# Exercise aim:
Please repeat the line that contains "Could you please locate the night" and every line after it, exactly, through the end of the records.

# Input material:

========================

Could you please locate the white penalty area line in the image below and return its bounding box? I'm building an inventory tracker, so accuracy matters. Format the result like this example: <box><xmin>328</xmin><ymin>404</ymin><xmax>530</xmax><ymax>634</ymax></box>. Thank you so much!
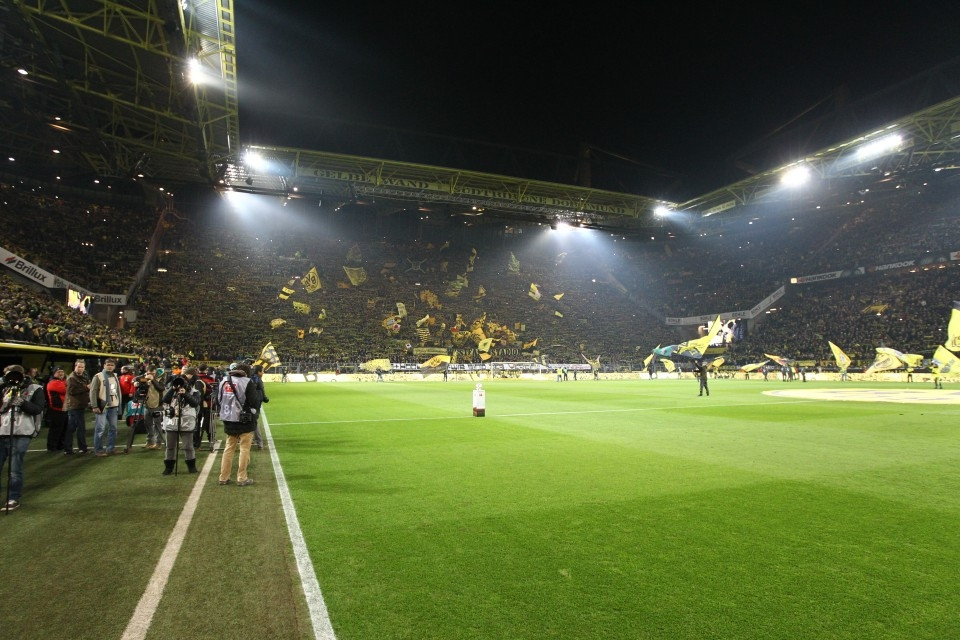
<box><xmin>270</xmin><ymin>399</ymin><xmax>821</xmax><ymax>427</ymax></box>
<box><xmin>121</xmin><ymin>442</ymin><xmax>220</xmax><ymax>640</ymax></box>
<box><xmin>261</xmin><ymin>408</ymin><xmax>337</xmax><ymax>640</ymax></box>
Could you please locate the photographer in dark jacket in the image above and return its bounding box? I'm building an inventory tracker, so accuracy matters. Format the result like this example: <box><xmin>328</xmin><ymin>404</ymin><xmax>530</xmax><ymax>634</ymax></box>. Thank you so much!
<box><xmin>217</xmin><ymin>363</ymin><xmax>261</xmax><ymax>486</ymax></box>
<box><xmin>1</xmin><ymin>365</ymin><xmax>47</xmax><ymax>510</ymax></box>
<box><xmin>250</xmin><ymin>364</ymin><xmax>268</xmax><ymax>450</ymax></box>
<box><xmin>193</xmin><ymin>364</ymin><xmax>217</xmax><ymax>450</ymax></box>
<box><xmin>140</xmin><ymin>365</ymin><xmax>167</xmax><ymax>451</ymax></box>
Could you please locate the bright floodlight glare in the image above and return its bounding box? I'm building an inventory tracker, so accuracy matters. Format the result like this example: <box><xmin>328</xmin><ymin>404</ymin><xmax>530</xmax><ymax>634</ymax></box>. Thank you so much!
<box><xmin>856</xmin><ymin>133</ymin><xmax>902</xmax><ymax>162</ymax></box>
<box><xmin>654</xmin><ymin>205</ymin><xmax>671</xmax><ymax>217</ymax></box>
<box><xmin>781</xmin><ymin>165</ymin><xmax>811</xmax><ymax>188</ymax></box>
<box><xmin>244</xmin><ymin>150</ymin><xmax>267</xmax><ymax>171</ymax></box>
<box><xmin>554</xmin><ymin>221</ymin><xmax>572</xmax><ymax>232</ymax></box>
<box><xmin>187</xmin><ymin>58</ymin><xmax>203</xmax><ymax>84</ymax></box>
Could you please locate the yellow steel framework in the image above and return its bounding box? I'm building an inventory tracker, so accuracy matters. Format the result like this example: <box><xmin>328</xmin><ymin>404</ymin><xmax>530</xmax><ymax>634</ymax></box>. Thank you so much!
<box><xmin>2</xmin><ymin>1</ymin><xmax>960</xmax><ymax>230</ymax></box>
<box><xmin>3</xmin><ymin>0</ymin><xmax>237</xmax><ymax>184</ymax></box>
<box><xmin>222</xmin><ymin>146</ymin><xmax>670</xmax><ymax>224</ymax></box>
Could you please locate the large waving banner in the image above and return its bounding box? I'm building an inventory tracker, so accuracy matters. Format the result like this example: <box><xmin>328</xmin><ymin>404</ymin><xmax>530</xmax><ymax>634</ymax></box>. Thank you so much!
<box><xmin>933</xmin><ymin>345</ymin><xmax>960</xmax><ymax>373</ymax></box>
<box><xmin>827</xmin><ymin>341</ymin><xmax>851</xmax><ymax>371</ymax></box>
<box><xmin>947</xmin><ymin>301</ymin><xmax>960</xmax><ymax>352</ymax></box>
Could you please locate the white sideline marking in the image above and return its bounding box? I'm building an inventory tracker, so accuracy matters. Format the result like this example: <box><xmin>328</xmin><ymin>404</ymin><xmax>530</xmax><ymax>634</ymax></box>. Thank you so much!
<box><xmin>262</xmin><ymin>409</ymin><xmax>337</xmax><ymax>640</ymax></box>
<box><xmin>120</xmin><ymin>443</ymin><xmax>220</xmax><ymax>640</ymax></box>
<box><xmin>270</xmin><ymin>399</ymin><xmax>819</xmax><ymax>427</ymax></box>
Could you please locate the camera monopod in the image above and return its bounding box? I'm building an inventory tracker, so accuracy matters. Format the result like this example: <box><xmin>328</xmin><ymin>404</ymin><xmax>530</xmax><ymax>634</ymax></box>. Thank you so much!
<box><xmin>171</xmin><ymin>392</ymin><xmax>184</xmax><ymax>476</ymax></box>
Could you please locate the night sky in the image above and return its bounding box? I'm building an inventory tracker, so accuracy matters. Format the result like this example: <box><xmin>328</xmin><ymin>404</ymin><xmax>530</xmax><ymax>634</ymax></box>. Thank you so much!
<box><xmin>234</xmin><ymin>3</ymin><xmax>960</xmax><ymax>200</ymax></box>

========================

# The completed task:
Could you please locate the night sky in the image above and return its bounding box? I'm building an inventory tracker, so accuracy matters. Format the result like this example: <box><xmin>328</xmin><ymin>404</ymin><xmax>530</xmax><ymax>634</ymax></box>. Thank you so much!
<box><xmin>234</xmin><ymin>3</ymin><xmax>960</xmax><ymax>200</ymax></box>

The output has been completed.